**EXERCISE**
A single number is needed: how many lines of the data hold the word "shade".

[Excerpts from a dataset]

----

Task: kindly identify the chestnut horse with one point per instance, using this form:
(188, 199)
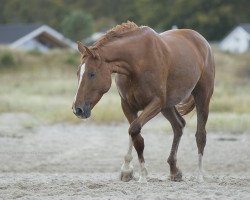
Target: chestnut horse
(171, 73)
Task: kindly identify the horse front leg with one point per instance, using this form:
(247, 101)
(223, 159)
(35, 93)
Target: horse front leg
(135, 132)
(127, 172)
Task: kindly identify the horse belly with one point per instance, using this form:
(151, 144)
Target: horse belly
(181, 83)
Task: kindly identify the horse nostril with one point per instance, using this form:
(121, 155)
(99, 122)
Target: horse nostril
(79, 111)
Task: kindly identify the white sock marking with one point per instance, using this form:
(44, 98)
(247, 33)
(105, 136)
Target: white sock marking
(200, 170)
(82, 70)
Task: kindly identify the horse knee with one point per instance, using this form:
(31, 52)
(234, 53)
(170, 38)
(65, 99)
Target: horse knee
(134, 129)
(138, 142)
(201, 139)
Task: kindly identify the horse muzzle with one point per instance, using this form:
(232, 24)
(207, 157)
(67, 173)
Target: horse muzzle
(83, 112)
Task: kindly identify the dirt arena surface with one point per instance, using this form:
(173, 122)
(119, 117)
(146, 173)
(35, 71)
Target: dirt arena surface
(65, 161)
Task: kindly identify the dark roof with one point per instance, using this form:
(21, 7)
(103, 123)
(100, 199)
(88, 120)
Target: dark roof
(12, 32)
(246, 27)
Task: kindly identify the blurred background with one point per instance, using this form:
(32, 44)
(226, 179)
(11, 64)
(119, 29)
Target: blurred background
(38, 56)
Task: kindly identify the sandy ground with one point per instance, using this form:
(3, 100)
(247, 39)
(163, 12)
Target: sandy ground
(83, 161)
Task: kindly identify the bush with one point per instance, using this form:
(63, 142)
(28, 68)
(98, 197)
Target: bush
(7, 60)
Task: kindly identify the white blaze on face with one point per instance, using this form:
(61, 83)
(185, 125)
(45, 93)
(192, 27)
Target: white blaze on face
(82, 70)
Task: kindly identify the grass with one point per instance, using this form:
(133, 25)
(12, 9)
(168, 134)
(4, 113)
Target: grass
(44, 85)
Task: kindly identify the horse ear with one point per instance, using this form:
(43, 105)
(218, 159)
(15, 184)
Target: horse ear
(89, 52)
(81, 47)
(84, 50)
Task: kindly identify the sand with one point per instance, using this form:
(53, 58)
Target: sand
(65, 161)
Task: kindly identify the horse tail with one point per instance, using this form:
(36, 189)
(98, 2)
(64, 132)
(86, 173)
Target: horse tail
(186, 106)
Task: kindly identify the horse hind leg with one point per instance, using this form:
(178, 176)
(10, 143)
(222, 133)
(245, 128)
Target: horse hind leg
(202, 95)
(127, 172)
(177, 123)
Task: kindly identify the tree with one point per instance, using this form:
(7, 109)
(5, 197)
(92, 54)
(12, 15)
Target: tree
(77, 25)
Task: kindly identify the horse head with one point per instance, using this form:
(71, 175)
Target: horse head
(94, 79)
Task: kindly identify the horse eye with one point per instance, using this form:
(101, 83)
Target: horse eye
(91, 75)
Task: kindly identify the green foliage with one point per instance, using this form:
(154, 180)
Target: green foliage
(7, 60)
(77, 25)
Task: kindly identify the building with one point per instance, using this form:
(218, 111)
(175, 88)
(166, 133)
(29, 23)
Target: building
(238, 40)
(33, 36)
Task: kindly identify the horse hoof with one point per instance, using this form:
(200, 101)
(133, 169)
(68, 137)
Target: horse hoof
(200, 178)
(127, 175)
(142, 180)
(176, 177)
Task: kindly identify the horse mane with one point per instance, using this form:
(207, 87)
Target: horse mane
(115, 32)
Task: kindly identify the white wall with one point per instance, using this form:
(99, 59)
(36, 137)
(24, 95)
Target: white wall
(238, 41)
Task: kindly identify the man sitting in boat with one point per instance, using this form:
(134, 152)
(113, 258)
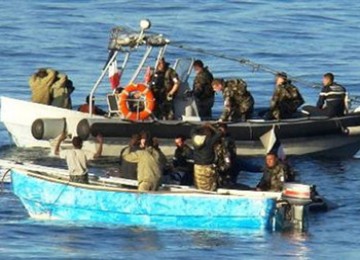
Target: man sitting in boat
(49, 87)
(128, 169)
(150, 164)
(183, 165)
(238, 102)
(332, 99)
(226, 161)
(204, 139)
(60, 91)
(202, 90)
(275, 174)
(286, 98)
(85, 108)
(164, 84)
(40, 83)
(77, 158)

----

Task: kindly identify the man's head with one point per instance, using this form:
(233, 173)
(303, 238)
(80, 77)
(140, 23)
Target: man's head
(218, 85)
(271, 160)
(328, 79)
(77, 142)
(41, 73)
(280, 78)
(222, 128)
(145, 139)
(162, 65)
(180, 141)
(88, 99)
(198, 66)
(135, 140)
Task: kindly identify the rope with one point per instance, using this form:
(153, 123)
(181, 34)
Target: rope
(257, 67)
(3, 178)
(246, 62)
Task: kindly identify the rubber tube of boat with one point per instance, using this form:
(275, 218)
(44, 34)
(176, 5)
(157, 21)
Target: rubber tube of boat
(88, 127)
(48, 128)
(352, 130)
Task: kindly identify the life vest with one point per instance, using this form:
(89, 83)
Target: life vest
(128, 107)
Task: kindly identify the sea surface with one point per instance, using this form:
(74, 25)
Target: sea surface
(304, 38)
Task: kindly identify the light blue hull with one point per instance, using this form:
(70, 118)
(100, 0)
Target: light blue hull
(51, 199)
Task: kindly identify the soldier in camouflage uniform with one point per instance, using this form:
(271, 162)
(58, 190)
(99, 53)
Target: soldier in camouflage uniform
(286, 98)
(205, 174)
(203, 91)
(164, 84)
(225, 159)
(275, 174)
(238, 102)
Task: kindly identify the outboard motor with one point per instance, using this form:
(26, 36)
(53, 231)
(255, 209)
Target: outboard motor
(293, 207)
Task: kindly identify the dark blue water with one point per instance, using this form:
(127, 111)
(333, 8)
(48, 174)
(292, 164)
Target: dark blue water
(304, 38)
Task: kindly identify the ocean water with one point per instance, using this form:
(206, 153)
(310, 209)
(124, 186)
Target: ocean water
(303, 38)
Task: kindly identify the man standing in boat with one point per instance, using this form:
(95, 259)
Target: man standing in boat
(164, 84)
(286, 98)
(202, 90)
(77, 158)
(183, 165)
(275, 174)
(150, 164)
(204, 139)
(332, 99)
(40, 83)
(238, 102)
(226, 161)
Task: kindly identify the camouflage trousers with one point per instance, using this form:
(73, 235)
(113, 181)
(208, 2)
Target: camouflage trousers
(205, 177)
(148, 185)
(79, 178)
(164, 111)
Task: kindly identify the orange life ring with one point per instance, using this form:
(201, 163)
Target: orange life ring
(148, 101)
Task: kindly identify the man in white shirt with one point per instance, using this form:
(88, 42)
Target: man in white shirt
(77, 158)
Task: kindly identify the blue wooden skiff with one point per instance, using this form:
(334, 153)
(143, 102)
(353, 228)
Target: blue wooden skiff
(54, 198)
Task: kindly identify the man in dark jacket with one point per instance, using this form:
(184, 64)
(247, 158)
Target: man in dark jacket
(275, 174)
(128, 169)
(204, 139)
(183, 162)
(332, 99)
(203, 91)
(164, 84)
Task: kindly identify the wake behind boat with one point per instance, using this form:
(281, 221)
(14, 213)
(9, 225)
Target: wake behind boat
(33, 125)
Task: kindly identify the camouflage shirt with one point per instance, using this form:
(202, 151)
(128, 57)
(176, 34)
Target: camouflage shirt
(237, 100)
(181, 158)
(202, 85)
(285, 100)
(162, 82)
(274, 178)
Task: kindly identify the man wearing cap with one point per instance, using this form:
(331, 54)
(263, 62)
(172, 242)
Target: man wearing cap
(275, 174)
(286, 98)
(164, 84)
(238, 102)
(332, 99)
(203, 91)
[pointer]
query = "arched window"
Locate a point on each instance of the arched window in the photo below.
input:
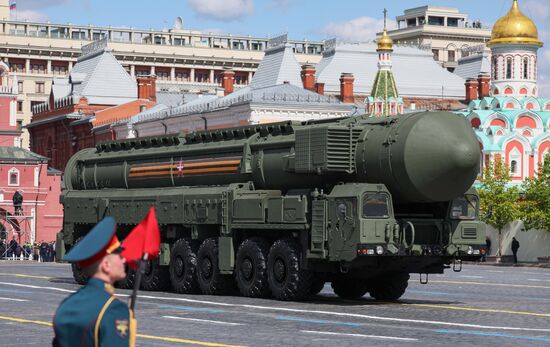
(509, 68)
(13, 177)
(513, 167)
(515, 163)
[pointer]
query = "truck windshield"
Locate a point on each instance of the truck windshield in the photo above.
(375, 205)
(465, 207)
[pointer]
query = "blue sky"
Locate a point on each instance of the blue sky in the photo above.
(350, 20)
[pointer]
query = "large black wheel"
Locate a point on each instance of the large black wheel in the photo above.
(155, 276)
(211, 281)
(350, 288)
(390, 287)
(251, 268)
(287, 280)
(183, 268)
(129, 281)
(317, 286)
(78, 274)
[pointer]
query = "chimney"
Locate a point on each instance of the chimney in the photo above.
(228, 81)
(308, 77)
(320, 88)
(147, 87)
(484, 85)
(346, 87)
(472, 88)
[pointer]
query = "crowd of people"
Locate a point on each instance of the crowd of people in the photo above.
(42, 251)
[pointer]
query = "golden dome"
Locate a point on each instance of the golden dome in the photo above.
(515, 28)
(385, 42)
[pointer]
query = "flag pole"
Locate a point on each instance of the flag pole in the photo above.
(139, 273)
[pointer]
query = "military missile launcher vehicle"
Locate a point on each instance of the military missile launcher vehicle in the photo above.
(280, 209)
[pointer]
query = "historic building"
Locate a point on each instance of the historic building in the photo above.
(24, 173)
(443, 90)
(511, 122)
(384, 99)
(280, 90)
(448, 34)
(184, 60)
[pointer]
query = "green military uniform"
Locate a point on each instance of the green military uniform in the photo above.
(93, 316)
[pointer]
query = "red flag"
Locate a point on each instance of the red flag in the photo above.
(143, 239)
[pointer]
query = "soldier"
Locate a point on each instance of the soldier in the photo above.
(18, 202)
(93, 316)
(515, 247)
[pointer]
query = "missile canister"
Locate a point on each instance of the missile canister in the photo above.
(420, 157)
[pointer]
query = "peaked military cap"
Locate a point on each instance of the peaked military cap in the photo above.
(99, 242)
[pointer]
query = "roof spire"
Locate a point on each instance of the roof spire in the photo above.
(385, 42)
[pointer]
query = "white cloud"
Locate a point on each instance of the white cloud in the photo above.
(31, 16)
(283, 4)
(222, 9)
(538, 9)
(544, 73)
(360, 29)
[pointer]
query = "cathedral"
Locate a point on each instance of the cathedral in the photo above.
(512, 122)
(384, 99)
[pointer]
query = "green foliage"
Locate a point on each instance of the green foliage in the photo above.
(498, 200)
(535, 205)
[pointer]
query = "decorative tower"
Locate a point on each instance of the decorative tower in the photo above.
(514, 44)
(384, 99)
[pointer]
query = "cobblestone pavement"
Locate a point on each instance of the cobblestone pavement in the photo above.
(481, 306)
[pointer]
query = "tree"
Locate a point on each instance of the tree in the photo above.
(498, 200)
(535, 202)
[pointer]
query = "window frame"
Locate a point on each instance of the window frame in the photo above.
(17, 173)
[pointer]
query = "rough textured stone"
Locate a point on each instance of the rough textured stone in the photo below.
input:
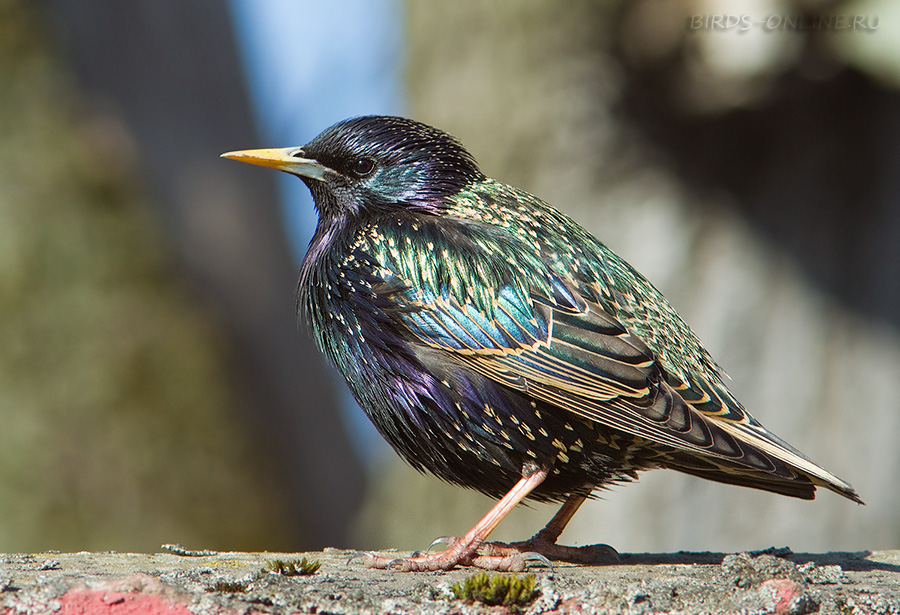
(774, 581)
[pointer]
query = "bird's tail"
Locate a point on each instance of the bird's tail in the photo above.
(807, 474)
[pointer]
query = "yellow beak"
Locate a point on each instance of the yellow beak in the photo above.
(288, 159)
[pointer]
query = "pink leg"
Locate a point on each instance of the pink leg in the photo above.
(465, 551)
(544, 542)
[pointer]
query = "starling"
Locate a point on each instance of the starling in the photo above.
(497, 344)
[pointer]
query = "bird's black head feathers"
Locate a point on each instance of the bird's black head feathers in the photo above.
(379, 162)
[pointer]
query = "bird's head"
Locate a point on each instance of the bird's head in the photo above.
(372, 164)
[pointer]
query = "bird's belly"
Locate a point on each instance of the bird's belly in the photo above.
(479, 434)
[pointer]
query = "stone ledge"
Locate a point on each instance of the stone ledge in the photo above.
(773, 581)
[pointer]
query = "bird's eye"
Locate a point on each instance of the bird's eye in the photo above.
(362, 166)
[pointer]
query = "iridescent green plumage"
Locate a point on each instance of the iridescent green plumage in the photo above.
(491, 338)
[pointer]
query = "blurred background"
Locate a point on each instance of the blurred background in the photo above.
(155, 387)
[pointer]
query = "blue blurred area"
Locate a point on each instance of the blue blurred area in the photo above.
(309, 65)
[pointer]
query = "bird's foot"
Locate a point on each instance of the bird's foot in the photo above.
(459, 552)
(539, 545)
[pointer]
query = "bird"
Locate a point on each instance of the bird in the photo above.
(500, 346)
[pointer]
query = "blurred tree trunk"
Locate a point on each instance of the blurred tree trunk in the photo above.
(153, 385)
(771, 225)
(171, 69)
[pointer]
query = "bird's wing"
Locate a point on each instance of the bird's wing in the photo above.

----

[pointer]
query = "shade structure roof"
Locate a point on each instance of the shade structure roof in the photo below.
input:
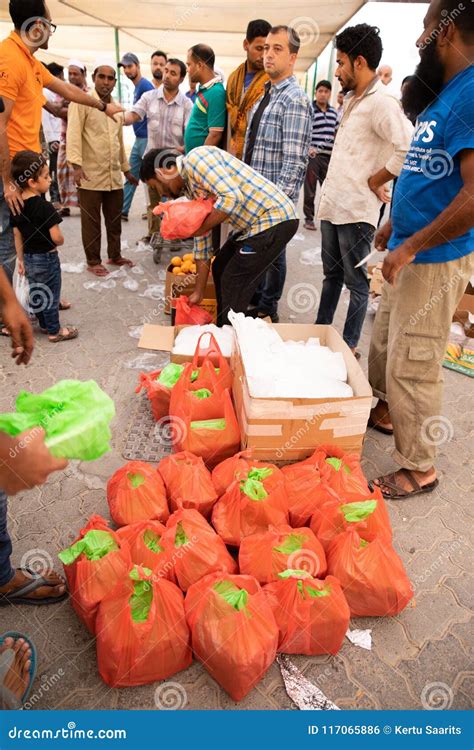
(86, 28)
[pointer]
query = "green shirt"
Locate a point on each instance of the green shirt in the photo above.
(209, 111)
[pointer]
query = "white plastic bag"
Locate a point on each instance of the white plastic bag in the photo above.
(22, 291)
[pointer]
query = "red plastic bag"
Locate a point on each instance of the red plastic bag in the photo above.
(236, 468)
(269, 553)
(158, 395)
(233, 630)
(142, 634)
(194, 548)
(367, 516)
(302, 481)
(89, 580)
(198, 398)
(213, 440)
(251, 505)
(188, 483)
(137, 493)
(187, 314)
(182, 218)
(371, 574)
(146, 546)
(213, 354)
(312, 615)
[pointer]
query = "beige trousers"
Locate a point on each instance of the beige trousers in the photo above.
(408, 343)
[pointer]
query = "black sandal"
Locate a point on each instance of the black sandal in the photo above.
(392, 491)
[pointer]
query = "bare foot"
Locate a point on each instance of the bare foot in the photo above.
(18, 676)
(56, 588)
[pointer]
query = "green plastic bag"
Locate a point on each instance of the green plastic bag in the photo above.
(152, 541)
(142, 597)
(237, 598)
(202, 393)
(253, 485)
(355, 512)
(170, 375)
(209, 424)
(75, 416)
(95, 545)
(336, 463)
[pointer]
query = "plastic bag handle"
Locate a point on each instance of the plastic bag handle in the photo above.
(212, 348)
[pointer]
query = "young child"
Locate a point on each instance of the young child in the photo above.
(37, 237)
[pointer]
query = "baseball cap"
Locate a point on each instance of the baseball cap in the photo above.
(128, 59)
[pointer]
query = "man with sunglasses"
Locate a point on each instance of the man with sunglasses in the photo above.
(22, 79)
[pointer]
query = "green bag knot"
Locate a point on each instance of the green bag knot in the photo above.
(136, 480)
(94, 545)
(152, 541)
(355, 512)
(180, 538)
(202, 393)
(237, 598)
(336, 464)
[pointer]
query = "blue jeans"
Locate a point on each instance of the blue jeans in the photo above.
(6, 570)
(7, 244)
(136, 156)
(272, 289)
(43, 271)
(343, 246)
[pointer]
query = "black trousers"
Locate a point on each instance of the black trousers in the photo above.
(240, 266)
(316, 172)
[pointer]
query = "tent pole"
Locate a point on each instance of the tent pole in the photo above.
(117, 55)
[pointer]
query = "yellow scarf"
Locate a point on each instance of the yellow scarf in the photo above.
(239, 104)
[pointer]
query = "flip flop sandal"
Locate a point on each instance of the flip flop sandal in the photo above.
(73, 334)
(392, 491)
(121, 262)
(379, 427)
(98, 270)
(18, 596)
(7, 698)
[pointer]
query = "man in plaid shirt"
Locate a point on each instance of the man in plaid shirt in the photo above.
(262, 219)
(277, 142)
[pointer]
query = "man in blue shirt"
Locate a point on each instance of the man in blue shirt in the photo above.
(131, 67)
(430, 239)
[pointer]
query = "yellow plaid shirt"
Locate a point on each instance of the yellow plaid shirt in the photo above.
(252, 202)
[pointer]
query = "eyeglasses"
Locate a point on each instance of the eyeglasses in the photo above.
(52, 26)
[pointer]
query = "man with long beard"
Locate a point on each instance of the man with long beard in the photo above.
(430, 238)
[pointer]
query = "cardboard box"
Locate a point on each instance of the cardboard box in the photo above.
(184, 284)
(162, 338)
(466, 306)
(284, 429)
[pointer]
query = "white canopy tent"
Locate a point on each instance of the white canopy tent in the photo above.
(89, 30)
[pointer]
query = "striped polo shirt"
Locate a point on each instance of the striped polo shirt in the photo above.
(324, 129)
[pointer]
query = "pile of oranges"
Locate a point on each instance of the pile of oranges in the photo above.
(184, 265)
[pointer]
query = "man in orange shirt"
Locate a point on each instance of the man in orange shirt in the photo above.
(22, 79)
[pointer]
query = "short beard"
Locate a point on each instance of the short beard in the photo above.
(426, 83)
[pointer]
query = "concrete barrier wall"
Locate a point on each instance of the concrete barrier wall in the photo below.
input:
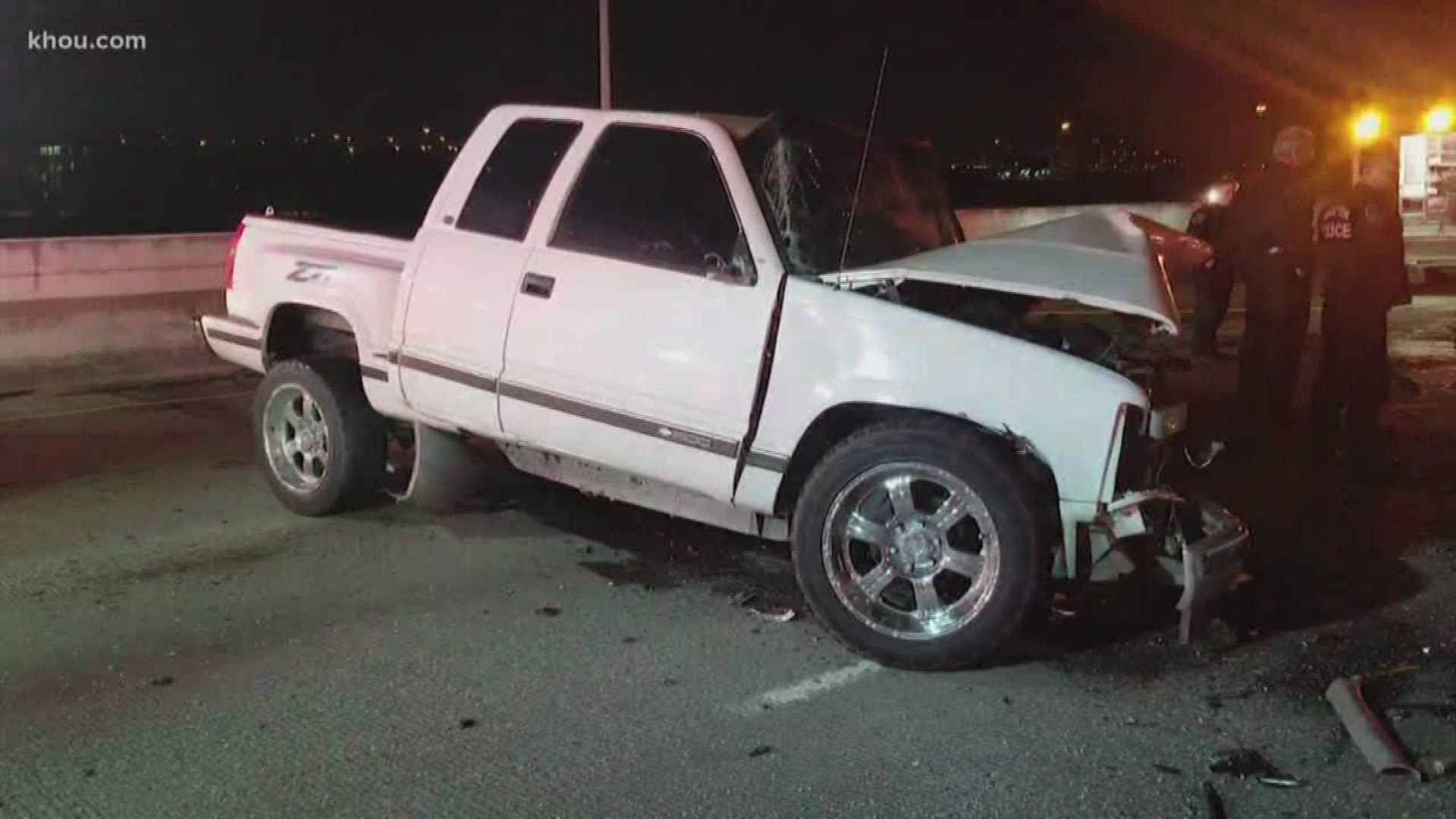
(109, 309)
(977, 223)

----

**RESPONSE AREA**
2